** start EXTRACTED RECORDS **

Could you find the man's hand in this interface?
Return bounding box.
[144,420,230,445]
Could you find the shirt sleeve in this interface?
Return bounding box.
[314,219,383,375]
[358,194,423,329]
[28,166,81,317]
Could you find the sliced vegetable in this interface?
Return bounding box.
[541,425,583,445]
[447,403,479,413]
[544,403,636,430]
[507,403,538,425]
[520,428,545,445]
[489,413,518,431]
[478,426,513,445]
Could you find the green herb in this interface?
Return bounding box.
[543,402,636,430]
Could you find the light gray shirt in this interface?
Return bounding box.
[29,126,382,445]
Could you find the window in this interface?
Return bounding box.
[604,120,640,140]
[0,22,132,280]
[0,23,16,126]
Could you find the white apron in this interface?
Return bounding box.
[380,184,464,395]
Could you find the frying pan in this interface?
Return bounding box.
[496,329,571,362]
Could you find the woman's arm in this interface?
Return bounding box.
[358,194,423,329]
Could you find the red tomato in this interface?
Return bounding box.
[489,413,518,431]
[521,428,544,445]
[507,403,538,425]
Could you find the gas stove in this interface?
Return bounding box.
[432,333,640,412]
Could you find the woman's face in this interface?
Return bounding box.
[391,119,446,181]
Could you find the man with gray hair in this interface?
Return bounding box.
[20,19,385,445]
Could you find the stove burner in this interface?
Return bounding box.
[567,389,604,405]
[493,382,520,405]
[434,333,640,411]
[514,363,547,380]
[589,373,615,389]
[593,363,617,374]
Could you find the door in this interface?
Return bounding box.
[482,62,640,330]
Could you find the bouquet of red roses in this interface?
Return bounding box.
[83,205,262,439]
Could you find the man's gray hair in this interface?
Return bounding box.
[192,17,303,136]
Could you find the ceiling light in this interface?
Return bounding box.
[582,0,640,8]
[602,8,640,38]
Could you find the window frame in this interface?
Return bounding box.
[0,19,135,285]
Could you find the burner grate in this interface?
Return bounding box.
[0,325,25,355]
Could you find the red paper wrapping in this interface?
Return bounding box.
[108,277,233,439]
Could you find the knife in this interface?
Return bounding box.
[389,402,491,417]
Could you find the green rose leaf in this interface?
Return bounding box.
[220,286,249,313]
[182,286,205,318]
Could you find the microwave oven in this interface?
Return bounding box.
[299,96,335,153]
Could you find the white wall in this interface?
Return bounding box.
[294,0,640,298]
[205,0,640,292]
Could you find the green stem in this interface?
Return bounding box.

** end EXTRACTED RECORDS **

- GIVEN TASK
Please reproduce all of the entries above word for word.

- RESPONSE
Could you find the man's hand in this interface?
Return bounding box.
[144,420,230,445]
Could you find the shirt sleeve in this interface?
Return bounding box.
[314,219,383,375]
[358,194,423,329]
[28,166,81,317]
Could you find the sliced vegetable in this interface?
Return bounding box.
[541,425,583,445]
[447,403,479,413]
[544,403,636,430]
[507,403,538,425]
[520,428,545,445]
[489,413,518,431]
[478,426,513,445]
Could you find the green herb in this interface?
Return bounding box.
[543,402,636,430]
Could you find the light gray shirt in this interface?
Return bounding box.
[29,126,382,445]
Could you find the window in this interface?
Return bounding box.
[604,120,640,140]
[0,22,132,280]
[0,23,16,126]
Could you find the white apron in this interface?
Return bounding box.
[380,184,464,395]
Could you find the frying pan in this interface?
Return bounding box.
[496,329,571,362]
Could you find the woman's arm in this interface?
Return bounding box.
[358,194,423,329]
Could you find the red tomato in this interface?
Return bounding box.
[489,413,518,431]
[521,428,544,445]
[507,403,538,425]
Could you find the gas stove in this interface?
Return bounding box.
[432,333,640,412]
Could you find the woman's face in this interface?
Return bounding box.
[391,119,446,181]
Could you find the man with gray hair in this interface?
Return bounding box.
[20,19,385,445]
Could you find the stove burner in this interface?
Return bounding box.
[567,389,604,405]
[493,382,520,405]
[434,333,640,411]
[514,363,547,380]
[589,373,615,389]
[593,363,617,374]
Could you find the door in this interface?
Return bounding box.
[482,62,640,330]
Could you find the bouquet of red roses in this interface?
Return bounding box.
[83,205,262,439]
Could you find the man's gray hair in this interface?
Return bounding box.
[192,17,303,136]
Could you find the ceiling light in this interface?
Return bounding box.
[582,0,640,8]
[602,8,640,38]
Could you find the window frame in this interface?
Return bounding box.
[0,19,135,285]
Could you find the burner grate in this interface?
Return bounding box.
[0,325,25,355]
Could you find the red paper wrapping in this interface?
Return bounding box.
[108,277,233,439]
Could you find the knife in this interface?
Return bounding box.
[389,402,491,417]
Could you find the green rose leaf in this interface?
Return bounding box.
[220,286,249,313]
[182,286,205,318]
Could you find the microwave oven in this interface?
Return bounding box.
[299,96,335,153]
Could you find the white wall in this interface?
Return bounding box.
[294,0,640,298]
[205,0,640,292]
Could you find the green stem in this interface?
Return bounding box.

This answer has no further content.